▶ _Given instruction_
Please pick out each line in the records below that contains the word "provide" and copy those lines in full.

__________

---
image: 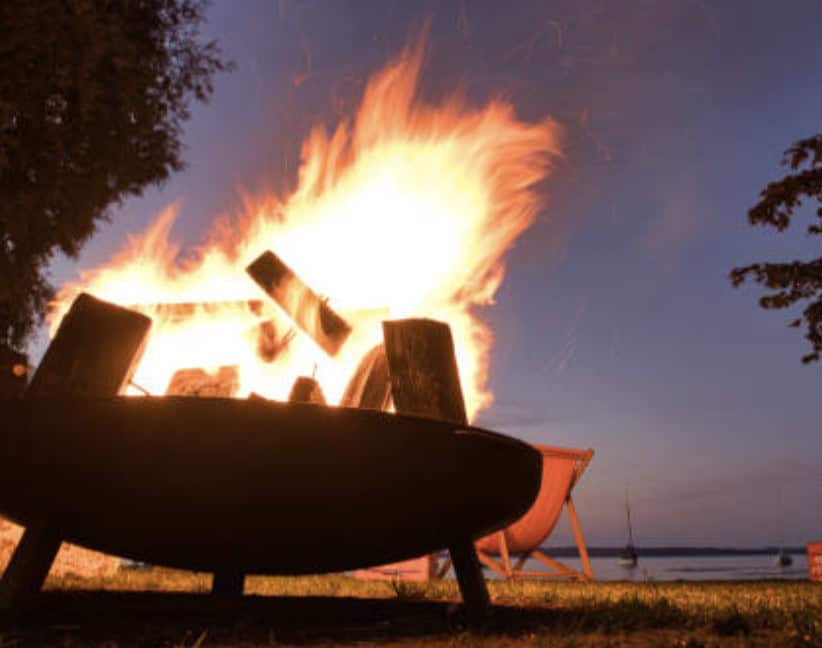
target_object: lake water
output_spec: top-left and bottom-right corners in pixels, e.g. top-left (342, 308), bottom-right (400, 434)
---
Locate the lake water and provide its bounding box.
top-left (525, 552), bottom-right (808, 582)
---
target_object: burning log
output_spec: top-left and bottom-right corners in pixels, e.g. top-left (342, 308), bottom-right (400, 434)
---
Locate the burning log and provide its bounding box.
top-left (134, 299), bottom-right (264, 323)
top-left (288, 376), bottom-right (325, 405)
top-left (340, 344), bottom-right (391, 411)
top-left (382, 319), bottom-right (490, 623)
top-left (25, 293), bottom-right (151, 398)
top-left (0, 293), bottom-right (151, 609)
top-left (382, 319), bottom-right (468, 425)
top-left (166, 366), bottom-right (240, 398)
top-left (258, 320), bottom-right (297, 362)
top-left (246, 252), bottom-right (351, 356)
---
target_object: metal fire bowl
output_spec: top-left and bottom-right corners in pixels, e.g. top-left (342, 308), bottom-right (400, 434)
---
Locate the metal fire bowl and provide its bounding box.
top-left (0, 397), bottom-right (542, 574)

__________

▶ _Result of this task_
Locate the lake water and provide its bounding box.
Locate the burning log and provide its bounding box.
Locate the metal fire bowl and provide its bounding box.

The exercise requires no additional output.